─── DATASET ROWS ───

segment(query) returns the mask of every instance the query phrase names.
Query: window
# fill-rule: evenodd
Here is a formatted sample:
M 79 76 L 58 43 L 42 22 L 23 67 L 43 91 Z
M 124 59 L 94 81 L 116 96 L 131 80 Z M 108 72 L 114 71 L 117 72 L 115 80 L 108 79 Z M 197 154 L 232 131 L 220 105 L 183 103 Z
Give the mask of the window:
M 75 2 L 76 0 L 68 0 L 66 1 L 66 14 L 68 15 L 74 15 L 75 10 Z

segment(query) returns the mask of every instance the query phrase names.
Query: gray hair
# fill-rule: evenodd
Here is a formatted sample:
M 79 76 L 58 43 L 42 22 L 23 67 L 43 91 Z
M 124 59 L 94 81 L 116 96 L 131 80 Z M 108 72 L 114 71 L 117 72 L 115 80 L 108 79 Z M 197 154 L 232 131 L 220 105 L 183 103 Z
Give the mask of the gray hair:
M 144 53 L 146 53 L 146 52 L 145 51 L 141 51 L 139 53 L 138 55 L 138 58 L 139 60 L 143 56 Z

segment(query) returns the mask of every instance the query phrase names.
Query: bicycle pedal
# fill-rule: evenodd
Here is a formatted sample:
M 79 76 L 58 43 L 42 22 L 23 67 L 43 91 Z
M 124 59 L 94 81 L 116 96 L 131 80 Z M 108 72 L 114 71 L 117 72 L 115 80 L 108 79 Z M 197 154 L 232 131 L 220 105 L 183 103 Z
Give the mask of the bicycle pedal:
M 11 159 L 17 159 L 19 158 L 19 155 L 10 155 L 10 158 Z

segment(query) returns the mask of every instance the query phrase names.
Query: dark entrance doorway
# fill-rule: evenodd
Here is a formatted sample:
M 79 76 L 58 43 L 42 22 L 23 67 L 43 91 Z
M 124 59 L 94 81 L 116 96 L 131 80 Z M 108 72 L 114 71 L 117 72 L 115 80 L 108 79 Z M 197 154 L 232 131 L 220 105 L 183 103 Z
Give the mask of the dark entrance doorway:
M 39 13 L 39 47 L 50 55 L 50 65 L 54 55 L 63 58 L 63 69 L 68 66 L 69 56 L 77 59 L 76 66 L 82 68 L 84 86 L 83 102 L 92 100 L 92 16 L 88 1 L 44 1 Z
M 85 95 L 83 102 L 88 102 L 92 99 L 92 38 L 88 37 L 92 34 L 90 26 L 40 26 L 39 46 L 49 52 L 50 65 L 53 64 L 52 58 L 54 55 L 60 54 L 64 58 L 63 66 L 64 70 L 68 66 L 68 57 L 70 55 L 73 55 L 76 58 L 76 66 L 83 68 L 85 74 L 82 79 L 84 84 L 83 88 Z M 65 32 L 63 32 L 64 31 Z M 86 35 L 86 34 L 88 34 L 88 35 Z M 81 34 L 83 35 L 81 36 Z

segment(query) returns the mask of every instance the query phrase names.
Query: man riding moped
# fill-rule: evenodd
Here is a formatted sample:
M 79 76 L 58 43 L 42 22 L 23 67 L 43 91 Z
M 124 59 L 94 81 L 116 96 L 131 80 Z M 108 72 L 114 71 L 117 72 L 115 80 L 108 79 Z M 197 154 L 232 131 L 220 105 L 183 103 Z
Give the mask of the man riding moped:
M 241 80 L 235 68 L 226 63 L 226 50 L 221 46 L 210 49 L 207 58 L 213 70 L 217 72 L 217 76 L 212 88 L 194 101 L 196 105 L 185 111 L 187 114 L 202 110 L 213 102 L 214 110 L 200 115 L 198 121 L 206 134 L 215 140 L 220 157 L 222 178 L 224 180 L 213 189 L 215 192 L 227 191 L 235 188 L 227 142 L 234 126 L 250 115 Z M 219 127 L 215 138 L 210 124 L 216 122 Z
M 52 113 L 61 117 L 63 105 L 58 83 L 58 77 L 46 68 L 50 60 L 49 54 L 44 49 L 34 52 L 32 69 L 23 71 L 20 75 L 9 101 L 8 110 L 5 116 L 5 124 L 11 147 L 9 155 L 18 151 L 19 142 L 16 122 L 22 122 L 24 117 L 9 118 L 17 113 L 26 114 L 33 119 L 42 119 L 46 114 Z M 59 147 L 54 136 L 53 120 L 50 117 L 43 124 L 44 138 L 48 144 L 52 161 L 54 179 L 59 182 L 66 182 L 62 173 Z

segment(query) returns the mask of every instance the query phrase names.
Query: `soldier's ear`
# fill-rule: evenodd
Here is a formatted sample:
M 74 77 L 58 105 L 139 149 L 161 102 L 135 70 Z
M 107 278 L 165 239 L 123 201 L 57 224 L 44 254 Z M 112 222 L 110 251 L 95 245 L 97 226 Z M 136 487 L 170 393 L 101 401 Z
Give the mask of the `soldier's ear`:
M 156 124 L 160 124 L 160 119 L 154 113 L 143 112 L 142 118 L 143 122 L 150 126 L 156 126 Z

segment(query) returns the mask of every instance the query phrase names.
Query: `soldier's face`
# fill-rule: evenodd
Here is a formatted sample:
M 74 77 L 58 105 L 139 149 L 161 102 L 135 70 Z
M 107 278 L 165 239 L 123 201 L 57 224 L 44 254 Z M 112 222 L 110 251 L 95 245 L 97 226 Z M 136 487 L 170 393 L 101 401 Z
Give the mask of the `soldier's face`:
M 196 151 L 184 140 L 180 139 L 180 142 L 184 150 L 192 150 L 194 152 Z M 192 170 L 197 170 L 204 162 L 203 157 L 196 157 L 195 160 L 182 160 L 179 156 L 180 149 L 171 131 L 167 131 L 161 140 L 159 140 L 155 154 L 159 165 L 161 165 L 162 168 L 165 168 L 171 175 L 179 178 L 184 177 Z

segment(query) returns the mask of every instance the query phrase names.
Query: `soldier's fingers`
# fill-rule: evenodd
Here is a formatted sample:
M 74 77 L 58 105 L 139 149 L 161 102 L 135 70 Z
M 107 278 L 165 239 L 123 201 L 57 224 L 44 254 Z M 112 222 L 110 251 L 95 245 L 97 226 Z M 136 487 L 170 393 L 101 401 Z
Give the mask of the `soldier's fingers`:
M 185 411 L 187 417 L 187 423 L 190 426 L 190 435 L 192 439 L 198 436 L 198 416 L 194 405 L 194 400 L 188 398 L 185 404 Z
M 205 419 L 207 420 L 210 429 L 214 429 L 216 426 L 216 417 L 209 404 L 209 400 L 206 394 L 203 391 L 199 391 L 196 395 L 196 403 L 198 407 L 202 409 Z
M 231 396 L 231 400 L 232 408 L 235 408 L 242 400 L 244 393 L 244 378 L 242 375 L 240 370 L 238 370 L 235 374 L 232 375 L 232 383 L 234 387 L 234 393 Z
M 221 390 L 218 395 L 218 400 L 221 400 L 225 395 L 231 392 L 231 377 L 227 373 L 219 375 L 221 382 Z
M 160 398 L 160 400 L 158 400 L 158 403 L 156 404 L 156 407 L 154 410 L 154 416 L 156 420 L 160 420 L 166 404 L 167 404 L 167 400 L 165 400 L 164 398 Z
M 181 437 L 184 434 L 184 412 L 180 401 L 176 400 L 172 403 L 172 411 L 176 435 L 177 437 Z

───

Print every one of these rows again line for line.

▶ **ANSWER TO THE PROBLEM**
segment(query) returns the mask of every instance the query phrase names.
Query: window
# fill-rule: evenodd
Here is a formatted sample:
M 79 76 L 58 43 L 42 22 L 23 67 L 43 91 Z
M 124 59 L 94 81 L 116 96 L 131 80 Z M 108 72 L 114 71 L 117 72 L 115 80 L 108 79 Z M 197 154 L 232 131 L 220 105 L 183 103 Z
Give the mask of the window:
M 75 2 L 76 0 L 68 0 L 66 1 L 66 14 L 68 15 L 74 15 L 75 10 Z

segment(query) returns the mask of every instance the query phrase names.
Query: gray hair
# fill-rule: evenodd
Here is a formatted sample:
M 79 76 L 58 43 L 42 22 L 23 67 L 43 91 Z
M 124 59 L 94 81 L 116 96 L 131 80 Z M 108 72 L 114 71 L 117 72 L 115 80 L 108 79 Z M 197 154 L 232 131 L 220 105 L 183 103 Z
Give the mask of the gray hair:
M 144 53 L 146 53 L 146 52 L 145 51 L 141 51 L 139 53 L 138 55 L 138 58 L 139 60 L 143 56 Z

segment(query) returns the mask of every instance the query phrase names.
Query: bicycle pedal
# fill-rule: evenodd
Here is a formatted sample:
M 79 76 L 58 43 L 42 22 L 23 67 L 43 91 Z
M 124 59 L 94 81 L 116 96 L 131 80 Z M 108 72 L 114 71 L 117 72 L 115 80 L 108 79 Z M 197 154 L 232 131 L 220 105 L 183 103 Z
Give the mask of the bicycle pedal:
M 11 159 L 17 159 L 19 158 L 19 155 L 10 155 L 10 158 Z

segment(query) returns the mask of every instance the query phrase names.
Query: dark entrance doorway
# fill-rule: evenodd
Here is a formatted sample:
M 79 76 L 58 43 L 42 22 L 23 67 L 43 91 Z
M 124 59 L 94 81 L 116 96 L 131 80 Z M 108 72 L 114 71 L 117 72 L 115 80 L 108 79 Z M 197 154 L 232 131 L 220 105 L 183 103 Z
Give the mask of the dark entrance doorway:
M 39 13 L 39 47 L 50 55 L 50 65 L 54 55 L 63 58 L 63 69 L 68 66 L 69 56 L 77 59 L 76 66 L 82 68 L 84 86 L 83 102 L 92 100 L 92 16 L 88 1 L 44 1 Z
M 85 95 L 83 102 L 88 102 L 92 99 L 92 38 L 88 37 L 92 34 L 90 26 L 40 26 L 39 46 L 49 52 L 50 65 L 53 64 L 52 58 L 54 55 L 60 54 L 64 58 L 63 66 L 64 70 L 68 66 L 68 57 L 70 55 L 73 55 L 76 58 L 76 66 L 83 68 L 85 74 L 82 79 L 84 84 L 83 88 Z M 65 32 L 63 32 L 64 31 Z M 86 35 L 86 34 L 88 34 L 88 35 Z M 81 34 L 83 35 L 81 36 Z

segment(query) returns the mask of every instance the query phrase names.
Query: man riding moped
# fill-rule: evenodd
Here is a formatted sample:
M 79 76 L 58 43 L 42 22 L 23 67 L 43 91 Z
M 124 59 L 94 81 L 116 96 L 131 80 Z M 108 72 L 114 71 L 117 72 L 115 80 L 108 79 Z M 197 154 L 232 131 L 220 105 L 183 103 Z
Give the mask of the man riding moped:
M 241 80 L 235 68 L 226 63 L 226 50 L 221 46 L 210 49 L 207 58 L 213 70 L 217 72 L 217 76 L 212 88 L 194 101 L 196 105 L 185 111 L 187 114 L 202 110 L 213 102 L 214 110 L 200 115 L 198 121 L 206 134 L 215 140 L 220 157 L 222 178 L 224 180 L 213 189 L 215 192 L 227 191 L 235 188 L 227 142 L 234 126 L 250 115 Z M 219 127 L 215 138 L 210 124 L 216 122 Z
M 52 113 L 61 117 L 63 105 L 58 83 L 58 77 L 46 68 L 50 60 L 49 54 L 44 49 L 34 52 L 32 69 L 23 71 L 20 75 L 9 101 L 8 110 L 5 116 L 5 124 L 11 147 L 9 155 L 18 151 L 19 142 L 16 122 L 22 122 L 24 117 L 9 118 L 17 113 L 26 114 L 33 119 L 42 119 L 46 114 Z M 59 147 L 54 136 L 53 120 L 50 117 L 43 124 L 44 138 L 48 144 L 52 161 L 54 179 L 59 182 L 66 182 L 62 173 Z

segment(query) returns the mask of every instance the query phrase names.
Query: `soldier's ear`
# fill-rule: evenodd
Here is a formatted sample:
M 74 77 L 58 105 L 139 149 L 161 102 L 135 70 Z
M 107 278 L 165 239 L 123 201 L 57 224 L 44 254 Z M 112 222 L 110 251 L 95 245 L 97 226 Z M 136 487 L 170 393 L 101 401 Z
Give the mask of the `soldier's ear`:
M 156 124 L 160 124 L 160 119 L 154 113 L 143 112 L 142 118 L 143 122 L 150 126 L 156 126 Z

segment(query) returns the mask of every instance the query phrase names.
Query: `soldier's face`
# fill-rule: evenodd
Here is a formatted sample:
M 74 77 L 58 105 L 139 149 L 161 102 L 135 70 Z
M 107 278 L 165 239 L 123 201 L 57 224 L 44 254 Z M 112 222 L 110 251 L 95 245 L 97 226 Z M 136 487 L 170 393 L 101 401 Z
Give the mask of the `soldier's face`:
M 196 151 L 184 140 L 180 139 L 180 142 L 184 150 L 192 150 L 194 152 Z M 192 170 L 197 170 L 204 162 L 203 157 L 196 157 L 195 160 L 182 160 L 179 156 L 180 149 L 171 131 L 167 131 L 161 140 L 159 140 L 155 154 L 159 165 L 161 165 L 162 168 L 165 168 L 171 175 L 179 178 L 184 177 Z

segment(query) returns the mask of every instance the query phrase names.
Query: `soldier's fingers`
# fill-rule: evenodd
Here is a formatted sample:
M 74 77 L 58 105 L 139 149 L 161 102 L 135 70 Z
M 107 278 L 165 239 L 123 201 L 57 224 L 44 254 Z M 112 222 L 110 251 L 95 245 L 97 226 Z M 136 487 L 170 393 L 101 401 Z
Give the mask of the `soldier's fingers`:
M 185 411 L 187 417 L 187 423 L 190 426 L 190 435 L 192 439 L 198 436 L 198 416 L 194 405 L 194 400 L 188 398 L 185 404 Z
M 205 419 L 207 420 L 210 429 L 214 429 L 216 426 L 216 417 L 209 404 L 209 400 L 206 394 L 203 391 L 199 391 L 196 395 L 196 403 L 198 407 L 202 409 Z
M 231 396 L 231 400 L 232 408 L 235 408 L 242 400 L 244 393 L 244 378 L 242 375 L 240 370 L 238 370 L 235 374 L 232 375 L 232 383 L 234 387 L 234 393 Z
M 221 390 L 218 395 L 218 400 L 221 400 L 225 395 L 231 392 L 231 377 L 227 373 L 219 375 L 221 382 Z
M 160 398 L 160 400 L 158 400 L 158 403 L 156 404 L 156 407 L 154 410 L 154 416 L 156 420 L 160 420 L 166 404 L 167 404 L 167 400 L 165 400 L 164 398 Z
M 181 437 L 184 434 L 184 412 L 180 401 L 176 400 L 172 403 L 172 411 L 176 435 L 177 437 Z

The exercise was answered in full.